:: DESCRIPTION OF THE TASK ::
Lines from the entries below that hold "roof" form the answer; copy all of them.

:: INFORMATION ::
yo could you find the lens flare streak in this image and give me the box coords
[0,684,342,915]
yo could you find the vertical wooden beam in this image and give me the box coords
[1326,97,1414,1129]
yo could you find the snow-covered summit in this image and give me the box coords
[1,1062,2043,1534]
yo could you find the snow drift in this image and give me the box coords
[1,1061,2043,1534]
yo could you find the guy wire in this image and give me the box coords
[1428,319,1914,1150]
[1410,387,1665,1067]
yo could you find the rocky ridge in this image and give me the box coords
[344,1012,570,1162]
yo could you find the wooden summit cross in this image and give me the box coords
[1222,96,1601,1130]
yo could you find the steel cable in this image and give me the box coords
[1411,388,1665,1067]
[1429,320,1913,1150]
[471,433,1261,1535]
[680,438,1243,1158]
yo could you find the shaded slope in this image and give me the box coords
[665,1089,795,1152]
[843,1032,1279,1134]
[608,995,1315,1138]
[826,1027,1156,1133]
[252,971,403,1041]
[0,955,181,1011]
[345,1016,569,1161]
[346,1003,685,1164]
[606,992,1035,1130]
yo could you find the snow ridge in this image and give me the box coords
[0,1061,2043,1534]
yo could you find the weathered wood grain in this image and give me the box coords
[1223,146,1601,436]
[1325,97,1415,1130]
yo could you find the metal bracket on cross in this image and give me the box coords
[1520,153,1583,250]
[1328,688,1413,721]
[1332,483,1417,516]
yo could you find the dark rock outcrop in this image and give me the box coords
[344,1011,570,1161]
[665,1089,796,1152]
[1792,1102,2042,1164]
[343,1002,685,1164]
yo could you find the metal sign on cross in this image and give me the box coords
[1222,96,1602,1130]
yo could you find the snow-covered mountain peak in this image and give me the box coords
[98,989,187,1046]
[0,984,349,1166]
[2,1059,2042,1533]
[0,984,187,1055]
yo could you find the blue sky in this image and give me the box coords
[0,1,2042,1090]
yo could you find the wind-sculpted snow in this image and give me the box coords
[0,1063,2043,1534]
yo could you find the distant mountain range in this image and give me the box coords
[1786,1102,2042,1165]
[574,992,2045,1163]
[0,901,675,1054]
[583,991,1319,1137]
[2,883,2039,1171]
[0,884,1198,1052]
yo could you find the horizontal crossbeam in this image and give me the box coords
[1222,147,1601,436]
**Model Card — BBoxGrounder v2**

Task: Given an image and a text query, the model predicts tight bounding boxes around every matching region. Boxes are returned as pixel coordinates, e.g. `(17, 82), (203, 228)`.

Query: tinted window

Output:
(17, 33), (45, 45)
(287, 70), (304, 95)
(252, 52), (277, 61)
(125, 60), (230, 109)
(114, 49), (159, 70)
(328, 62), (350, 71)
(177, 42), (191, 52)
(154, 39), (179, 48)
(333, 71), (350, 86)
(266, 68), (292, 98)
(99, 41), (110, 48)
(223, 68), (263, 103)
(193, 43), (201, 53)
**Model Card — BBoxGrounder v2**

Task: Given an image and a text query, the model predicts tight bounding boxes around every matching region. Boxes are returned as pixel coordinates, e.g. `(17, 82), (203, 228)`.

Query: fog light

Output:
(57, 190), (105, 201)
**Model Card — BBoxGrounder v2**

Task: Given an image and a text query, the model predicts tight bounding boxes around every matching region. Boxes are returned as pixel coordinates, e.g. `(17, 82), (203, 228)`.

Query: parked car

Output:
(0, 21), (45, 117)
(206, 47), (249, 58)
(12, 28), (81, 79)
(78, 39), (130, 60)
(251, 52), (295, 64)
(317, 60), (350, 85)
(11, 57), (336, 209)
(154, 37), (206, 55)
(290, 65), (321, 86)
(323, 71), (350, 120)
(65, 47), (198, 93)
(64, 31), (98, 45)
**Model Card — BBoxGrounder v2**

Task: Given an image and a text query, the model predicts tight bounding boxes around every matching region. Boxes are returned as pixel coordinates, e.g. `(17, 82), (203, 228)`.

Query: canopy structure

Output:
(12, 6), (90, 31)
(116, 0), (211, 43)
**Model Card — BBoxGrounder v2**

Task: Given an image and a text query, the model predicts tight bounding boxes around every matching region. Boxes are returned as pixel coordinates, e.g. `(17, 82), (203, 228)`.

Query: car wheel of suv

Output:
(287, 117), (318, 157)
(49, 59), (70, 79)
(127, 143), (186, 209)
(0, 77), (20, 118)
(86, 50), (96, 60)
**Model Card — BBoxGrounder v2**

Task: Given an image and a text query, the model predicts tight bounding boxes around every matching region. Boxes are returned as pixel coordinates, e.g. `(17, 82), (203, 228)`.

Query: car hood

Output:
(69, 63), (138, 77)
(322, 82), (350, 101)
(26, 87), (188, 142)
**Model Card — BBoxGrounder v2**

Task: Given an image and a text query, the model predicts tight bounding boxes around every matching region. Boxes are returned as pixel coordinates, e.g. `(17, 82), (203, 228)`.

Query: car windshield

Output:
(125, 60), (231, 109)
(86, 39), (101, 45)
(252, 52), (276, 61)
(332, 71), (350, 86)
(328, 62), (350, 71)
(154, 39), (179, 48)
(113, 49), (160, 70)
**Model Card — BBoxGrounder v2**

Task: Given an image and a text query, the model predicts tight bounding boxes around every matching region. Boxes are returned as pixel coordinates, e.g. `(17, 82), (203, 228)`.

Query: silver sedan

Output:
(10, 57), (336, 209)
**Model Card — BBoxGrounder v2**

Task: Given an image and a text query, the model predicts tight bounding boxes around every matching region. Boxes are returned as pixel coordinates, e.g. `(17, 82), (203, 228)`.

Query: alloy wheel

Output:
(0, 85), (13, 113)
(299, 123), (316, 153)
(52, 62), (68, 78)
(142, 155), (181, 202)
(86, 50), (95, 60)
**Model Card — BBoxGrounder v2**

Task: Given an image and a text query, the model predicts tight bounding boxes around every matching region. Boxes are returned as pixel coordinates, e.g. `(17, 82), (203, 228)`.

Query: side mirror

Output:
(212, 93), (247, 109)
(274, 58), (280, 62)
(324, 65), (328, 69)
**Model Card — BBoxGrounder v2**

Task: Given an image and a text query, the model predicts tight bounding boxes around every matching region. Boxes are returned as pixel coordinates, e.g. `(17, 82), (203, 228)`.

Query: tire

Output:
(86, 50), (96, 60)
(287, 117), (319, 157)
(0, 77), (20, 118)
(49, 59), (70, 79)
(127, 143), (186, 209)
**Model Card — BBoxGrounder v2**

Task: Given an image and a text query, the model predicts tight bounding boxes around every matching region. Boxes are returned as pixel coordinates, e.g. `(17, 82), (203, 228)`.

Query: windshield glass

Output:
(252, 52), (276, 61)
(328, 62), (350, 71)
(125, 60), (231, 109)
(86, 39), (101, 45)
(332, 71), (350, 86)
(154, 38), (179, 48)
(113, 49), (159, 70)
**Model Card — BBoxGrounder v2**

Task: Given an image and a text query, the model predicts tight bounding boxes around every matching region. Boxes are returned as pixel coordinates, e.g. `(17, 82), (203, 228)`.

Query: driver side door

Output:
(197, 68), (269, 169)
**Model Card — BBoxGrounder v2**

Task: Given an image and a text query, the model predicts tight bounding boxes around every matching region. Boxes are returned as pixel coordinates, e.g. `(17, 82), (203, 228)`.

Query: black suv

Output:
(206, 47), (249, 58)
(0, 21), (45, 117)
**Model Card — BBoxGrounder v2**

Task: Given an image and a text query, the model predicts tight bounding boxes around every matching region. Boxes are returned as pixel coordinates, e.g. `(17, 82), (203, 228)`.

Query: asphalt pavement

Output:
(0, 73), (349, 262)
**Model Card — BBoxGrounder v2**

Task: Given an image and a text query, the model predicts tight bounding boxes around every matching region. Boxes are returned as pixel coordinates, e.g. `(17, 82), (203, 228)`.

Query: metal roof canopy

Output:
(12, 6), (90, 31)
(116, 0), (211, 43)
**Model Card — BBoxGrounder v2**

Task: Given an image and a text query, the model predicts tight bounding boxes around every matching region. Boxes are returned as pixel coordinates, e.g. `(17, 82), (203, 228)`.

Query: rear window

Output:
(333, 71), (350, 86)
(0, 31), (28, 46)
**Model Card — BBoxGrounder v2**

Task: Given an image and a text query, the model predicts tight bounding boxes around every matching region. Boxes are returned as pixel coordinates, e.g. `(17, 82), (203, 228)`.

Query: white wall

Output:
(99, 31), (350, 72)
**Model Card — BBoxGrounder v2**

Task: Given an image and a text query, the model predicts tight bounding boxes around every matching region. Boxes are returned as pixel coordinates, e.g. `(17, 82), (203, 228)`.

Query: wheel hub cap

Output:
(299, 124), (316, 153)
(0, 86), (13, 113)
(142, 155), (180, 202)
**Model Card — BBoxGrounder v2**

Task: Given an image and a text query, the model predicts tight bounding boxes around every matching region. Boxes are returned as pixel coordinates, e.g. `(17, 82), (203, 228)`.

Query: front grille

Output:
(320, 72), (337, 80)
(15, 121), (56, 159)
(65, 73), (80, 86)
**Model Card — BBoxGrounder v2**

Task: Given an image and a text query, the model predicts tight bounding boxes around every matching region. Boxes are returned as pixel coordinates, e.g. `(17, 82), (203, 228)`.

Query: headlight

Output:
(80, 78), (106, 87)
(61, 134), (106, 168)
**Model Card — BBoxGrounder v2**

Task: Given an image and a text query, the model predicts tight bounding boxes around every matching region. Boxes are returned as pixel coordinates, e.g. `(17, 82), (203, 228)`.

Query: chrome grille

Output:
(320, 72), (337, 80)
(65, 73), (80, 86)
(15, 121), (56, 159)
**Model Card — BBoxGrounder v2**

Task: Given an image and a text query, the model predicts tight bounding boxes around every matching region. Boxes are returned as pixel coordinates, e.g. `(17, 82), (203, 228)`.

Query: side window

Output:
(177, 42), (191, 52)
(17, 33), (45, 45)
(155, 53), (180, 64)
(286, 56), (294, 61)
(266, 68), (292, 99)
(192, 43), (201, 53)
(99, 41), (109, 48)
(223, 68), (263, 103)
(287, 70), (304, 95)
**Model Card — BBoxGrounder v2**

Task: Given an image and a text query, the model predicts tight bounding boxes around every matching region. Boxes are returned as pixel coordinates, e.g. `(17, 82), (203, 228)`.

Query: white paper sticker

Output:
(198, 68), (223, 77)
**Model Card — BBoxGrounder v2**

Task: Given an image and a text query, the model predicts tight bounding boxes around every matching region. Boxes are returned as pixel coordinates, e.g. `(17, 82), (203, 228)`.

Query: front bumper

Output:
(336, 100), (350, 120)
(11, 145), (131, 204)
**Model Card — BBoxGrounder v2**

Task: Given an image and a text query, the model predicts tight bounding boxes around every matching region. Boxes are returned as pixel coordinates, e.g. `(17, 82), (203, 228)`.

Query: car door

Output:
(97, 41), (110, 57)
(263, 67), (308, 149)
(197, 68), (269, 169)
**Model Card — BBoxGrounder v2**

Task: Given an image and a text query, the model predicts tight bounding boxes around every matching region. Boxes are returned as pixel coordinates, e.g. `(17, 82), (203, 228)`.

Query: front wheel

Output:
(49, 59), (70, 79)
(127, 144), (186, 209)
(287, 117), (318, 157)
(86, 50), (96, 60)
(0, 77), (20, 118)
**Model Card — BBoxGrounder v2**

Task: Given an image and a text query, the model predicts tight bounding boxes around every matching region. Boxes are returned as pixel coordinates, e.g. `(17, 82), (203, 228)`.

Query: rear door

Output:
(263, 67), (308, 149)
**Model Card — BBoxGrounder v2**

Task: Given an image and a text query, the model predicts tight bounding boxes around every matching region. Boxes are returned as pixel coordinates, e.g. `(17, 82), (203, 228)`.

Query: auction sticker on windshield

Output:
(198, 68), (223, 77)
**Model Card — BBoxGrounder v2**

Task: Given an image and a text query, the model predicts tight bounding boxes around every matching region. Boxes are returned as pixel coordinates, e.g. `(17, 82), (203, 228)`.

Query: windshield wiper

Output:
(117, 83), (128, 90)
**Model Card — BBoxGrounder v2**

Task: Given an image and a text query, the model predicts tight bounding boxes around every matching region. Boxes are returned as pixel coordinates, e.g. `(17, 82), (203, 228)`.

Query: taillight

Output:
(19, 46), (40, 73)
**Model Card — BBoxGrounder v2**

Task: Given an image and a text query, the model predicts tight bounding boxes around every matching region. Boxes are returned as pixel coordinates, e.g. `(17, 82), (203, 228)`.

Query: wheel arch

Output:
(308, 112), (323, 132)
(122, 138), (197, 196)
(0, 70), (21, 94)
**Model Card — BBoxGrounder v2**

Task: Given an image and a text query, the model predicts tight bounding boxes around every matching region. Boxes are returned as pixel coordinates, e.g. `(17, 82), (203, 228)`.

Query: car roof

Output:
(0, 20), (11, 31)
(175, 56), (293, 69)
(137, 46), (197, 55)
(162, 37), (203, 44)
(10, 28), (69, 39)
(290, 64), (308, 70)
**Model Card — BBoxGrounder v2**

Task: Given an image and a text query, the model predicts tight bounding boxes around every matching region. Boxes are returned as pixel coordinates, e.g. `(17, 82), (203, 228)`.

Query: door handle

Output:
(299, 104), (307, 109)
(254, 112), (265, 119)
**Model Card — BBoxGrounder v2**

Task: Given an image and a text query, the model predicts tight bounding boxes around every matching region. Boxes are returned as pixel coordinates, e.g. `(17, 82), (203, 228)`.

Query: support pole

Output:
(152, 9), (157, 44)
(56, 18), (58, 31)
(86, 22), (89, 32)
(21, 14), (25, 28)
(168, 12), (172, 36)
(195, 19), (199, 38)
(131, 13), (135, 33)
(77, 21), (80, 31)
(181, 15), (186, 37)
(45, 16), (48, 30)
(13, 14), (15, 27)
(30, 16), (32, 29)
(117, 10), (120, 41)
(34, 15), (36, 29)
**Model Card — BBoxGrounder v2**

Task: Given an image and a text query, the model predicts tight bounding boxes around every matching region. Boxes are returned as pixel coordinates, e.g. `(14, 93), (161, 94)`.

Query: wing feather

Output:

:: ANSWER BOX ::
Query: metal roof canopy
Query: car roof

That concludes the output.